§ Excerpted text
* * * *

It's clear that new White House appointee Vivek Kundra is part of a "new generation of CIOs" that consider cloud computing as a viable architectural option. "I'm a big believer in disruptive technology," he told the Wall Street Journal. To him, following the traditional approach of only investing in tried-and-true systems is a sure way to become outdated...

In this Wall Street Journal blog post it's clear that new White House appointee Vivek Kundra is part of a "new generation of CIOs" that consider cloud computing as a viable architectural option.

"I'm a big believer in disruptive technology," he said. To him, following the traditional approach of only investing in tried-and-true systems is a sure way to become outdated. "If I went to the coffee shop, I would have more computing power than the police department," he said. "Consumers had better technology than the government did."

As state, local, and the Federal government look to improve the way they do information systems going forward, clearly the cloud option will be on top of their list. While that's clearly the case now, until recently most government organizations considered cloud computing "politically incorrect," mostly around myths such as "you can't secure it," or "it's proprietary," or "it will cost jobs." None of that is really true when you look at the realities.What cloud computing has been missing is advocacy from the top. Thus, by Kundra stating...

* * * *

§ Recorded information
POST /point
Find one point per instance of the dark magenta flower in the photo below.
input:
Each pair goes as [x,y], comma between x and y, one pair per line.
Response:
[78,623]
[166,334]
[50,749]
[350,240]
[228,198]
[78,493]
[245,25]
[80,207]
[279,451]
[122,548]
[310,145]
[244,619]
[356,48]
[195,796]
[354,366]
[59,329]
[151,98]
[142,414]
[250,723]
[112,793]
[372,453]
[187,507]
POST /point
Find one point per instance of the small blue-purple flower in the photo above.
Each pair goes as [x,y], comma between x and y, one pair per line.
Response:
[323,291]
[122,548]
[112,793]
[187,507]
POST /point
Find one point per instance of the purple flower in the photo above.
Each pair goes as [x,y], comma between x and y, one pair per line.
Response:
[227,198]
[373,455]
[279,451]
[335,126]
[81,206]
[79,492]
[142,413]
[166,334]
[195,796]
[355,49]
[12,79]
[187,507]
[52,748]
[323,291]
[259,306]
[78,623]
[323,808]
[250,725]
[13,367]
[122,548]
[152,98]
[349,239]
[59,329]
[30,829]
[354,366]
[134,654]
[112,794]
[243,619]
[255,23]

* * * *

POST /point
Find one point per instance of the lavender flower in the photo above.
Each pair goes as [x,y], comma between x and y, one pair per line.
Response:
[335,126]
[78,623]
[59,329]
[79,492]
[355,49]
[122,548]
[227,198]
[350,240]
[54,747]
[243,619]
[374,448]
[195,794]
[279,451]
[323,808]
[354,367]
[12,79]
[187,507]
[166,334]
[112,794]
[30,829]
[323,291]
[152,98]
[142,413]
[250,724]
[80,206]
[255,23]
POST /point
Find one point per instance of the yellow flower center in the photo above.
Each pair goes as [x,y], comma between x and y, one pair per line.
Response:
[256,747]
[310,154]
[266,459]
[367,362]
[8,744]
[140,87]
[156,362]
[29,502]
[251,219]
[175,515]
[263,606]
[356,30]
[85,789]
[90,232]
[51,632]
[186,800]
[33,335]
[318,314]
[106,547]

* * * *

§ Problem to work on
For each statement, say yes or no depending on whether it agrees with the text about Vivek Kundra and cloud computing, and quote the text's deciding words. (a) Kundra describes himself as a big believer in disruptive technology. (b) Governments are expected to put the cloud option at the bottom of their list. (c) Kundra said the police department had more computing power than he would have at a coffee shop. The lines have nothing to do with the text about Vivek Kundra and cloud computing.

§ Output of the task
(a) Yes: "I'm a big believer in disruptive technology"
(b) No: "clearly the cloud option will be on top of their list"
(c) No: "If I went to the coffee shop, I would have more computing power than the police department"